◆ **Extrait source**
* * * * *
Selon lui, le Québec compterait présentement une cinquantaine de véhicules qui carburent à l’hydrogène liquide. À ceux-là s’ajoutent les parcs d’entreprises qui ont aussi fait le pari de l’hydrogène, notamment Walmart avec ses chariots élévateurs. « On voit une belle croissance », confirme l’ingénieur mécanique de formation.

Mais qui dit « hydrogène liquide » ne dit pas nécessairement « énergie propre ». Celui produit présentement à l’usine de Bécancour traîne avec lui une empreinte carbone en raison du procédé de « reformage du méthane » utilisé, qui requiert du gaz naturel.

Avec sa nouvelle unité de production alimentée par un électrolyseur de 20 MW, Air Liquide Canada produira de l’hydrogène « propre » à partir d’électricité et d’eau. L’entreprise estime qu’elle évitera ainsi des rejets de 27 000 tonnes de GES par année, ou l’équivalent de ce que génèrent annuellement 10 000 voitures.

Une fois activée, la nouvelle unité de production d’hydrogène « propre » deviendra de loin la plus grande au monde, confie M. Sénéchal. En plus, elle est déjà équipée du nécessaire pour liquéfier le gaz.
* * * * *
◆ **Données**
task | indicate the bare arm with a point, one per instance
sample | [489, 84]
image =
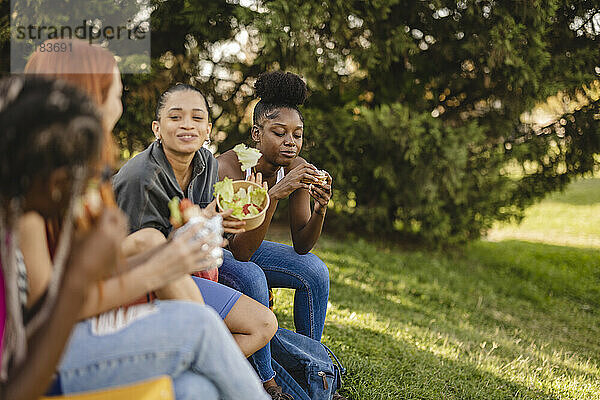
* * * * *
◆ **Consigne**
Dites si chacune des affirmations suivantes concorde avec l'extrait sur l'hydrogène, en répondant par oui ou non et en citant les mots décisifs du texte. 1. L'hydrogène produit présentement à l'usine de Bécancour nécessite du gaz naturel. 2. La nouvelle unité de production d'Air Liquide Canada est alimentée par un électrolyseur de 50 MW. 3. La nouvelle unité devra être équipée plus tard pour liquéfier le gaz.

◆ **Réponse**
1. Oui : « qui requiert du gaz naturel ».
2. Non : « alimentée par un électrolyseur de 20 MW ».
3. Non : « elle est déjà équipée du nécessaire pour liquéfier le gaz ».